[Collected data]

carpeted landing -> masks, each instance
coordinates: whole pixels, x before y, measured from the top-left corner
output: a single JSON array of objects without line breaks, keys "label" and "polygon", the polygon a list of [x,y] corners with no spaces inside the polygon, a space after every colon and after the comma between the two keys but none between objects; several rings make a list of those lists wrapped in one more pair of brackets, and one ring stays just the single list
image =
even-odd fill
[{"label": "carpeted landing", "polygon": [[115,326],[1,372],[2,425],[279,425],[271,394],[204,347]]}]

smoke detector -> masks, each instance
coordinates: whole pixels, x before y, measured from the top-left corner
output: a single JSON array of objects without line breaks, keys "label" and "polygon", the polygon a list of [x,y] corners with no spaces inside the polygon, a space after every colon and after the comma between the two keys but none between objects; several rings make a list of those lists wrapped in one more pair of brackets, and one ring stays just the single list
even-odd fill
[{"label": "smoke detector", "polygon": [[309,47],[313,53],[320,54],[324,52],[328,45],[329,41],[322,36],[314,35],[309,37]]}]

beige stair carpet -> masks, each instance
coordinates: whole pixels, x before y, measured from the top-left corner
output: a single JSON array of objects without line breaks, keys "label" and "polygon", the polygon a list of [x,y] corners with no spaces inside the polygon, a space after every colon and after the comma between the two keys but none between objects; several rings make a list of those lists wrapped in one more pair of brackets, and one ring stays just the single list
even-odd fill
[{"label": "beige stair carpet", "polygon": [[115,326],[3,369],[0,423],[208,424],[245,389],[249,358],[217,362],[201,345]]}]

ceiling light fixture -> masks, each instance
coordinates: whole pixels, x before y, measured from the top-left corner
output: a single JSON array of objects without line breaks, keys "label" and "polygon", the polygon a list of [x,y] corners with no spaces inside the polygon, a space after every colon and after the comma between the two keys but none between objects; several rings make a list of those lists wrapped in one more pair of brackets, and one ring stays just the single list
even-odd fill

> **Task item**:
Repeat all of the records verbatim, leaving nothing out.

> **Output of the task**:
carpeted landing -> masks, each instance
coordinates: whole pixels, x before y, measured from the top-left corner
output: a single JSON array of objects without line breaks, keys "label" and "polygon", the polygon a list of [x,y] corners with no spaces inside the polygon, a space after every colon and after the comma between the two keys but none between objects; several rings make a list of those lists wrapped in one more pair of brackets, and one ring stays just the single list
image =
even-odd fill
[{"label": "carpeted landing", "polygon": [[115,326],[1,372],[2,425],[279,425],[271,394],[204,347]]}]

smoke detector -> masks, each instance
coordinates: whole pixels, x before y, measured from the top-left corner
output: a single JSON array of objects without line breaks, keys "label" and "polygon", the polygon a list of [x,y] corners with no spaces inside the polygon, a space after every colon and after the comma between the two keys but none between objects; several rings make a list of those lists wrapped in one more pair of brackets, and one ring stays just the single list
even-odd fill
[{"label": "smoke detector", "polygon": [[309,47],[313,53],[320,54],[324,52],[328,45],[329,41],[322,36],[314,35],[309,37]]}]

beige stair carpet -> masks, each instance
coordinates: whole pixels, x before y, measured from the top-left corner
output: a single JSON array of objects without line breaks, keys "label" and "polygon", the polygon a list of [x,y] corners with no spaces inside the polygon, a space after every colon and after the comma between the two keys but none between objects; several rings make a list of those lists wrapped in one more pair of brackets, and one ring stays just the single list
even-odd fill
[{"label": "beige stair carpet", "polygon": [[115,326],[3,369],[0,423],[208,424],[245,389],[249,358],[217,362],[201,345]]}]

ceiling light fixture -> masks, each instance
coordinates: whole pixels, x before y, measured from the top-left corner
output: a single JSON array of objects without line breaks, keys "label" and "polygon", the polygon a list of [x,y] corners with no spaces inside the polygon, a space after every colon and after the comma between the two keys but none between objects; several rings make a list of those lists wrapped in one more pair of brackets, and one ring stays just the single list
even-odd fill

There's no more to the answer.